Isso tudo nos ensina a íntima relação entre esse dois temas: a salvação de Cristo e o pecado. O pecado original é inseparável da salvação e da liberdade em Cristo. Paulo fala do pecado só porque quer destacar a salvação em Cristo. Portanto, nunca deveríamos tratar o pecado do primeiro homem separando-o do contexto salvífico da justificação em Jesus. É a ação de Cristo que ressalta a natureza e existência do pecado.

 

Podemos ainda falar em Pecado Original? E o que é?

Muitos pensam que esse tema ficou caduto depois da afirmação da história da evolução humana. Se o homem evoluiu, não haveria lugar para a doutrina de um primeiro pecado que, em seguida, se espalhou em toda a humanidade. Para mim é claro que se colocamos isso em dúvida, estamos colocando também em dúvida a questão da redenção e do redentor, que perderia o seu fundamento.

No fim das contas, existe ou não pecado original? Para dar uma resposta, é imprescindível entrar no âmago da doutrina sobre o pecado original. Em relação a isso, existe primeiro de tudo um aspecto concreto, que podemos perceber. Esse aspecto se verifica no fato que existe uma contradição no nosso ser: sabemos que deveríamos fazer o bem, mas dentro de nós existe um impulso a fazer o contrário, ser egoísta, agir com violência, contra o próximo, contra a vontade de Deus. Paulo sintetizou isso com a famosa frase que encontramos em Romanos 7,18-19:

 "Quero o bem, que está ao meu alcance, mas realizá-lo não. Efectivamente, o bem que quero, não o faço, mas o mal que não quero é que pratico".

## Dados fornecidos
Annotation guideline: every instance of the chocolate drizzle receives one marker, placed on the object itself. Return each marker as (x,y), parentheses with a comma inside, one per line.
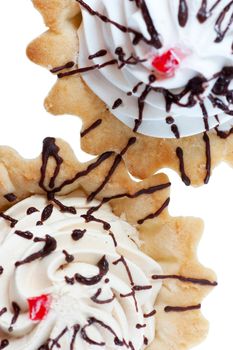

## Objetivo da tarefa
Segundo o trecho apresentado, em que passagem bíblica está a frase com que Paulo sintetizou a contradição que existe no nosso ser? Baseie-se apenas no trecho apresentado.

## Solução do exercício
Em Romanos 7,18-19.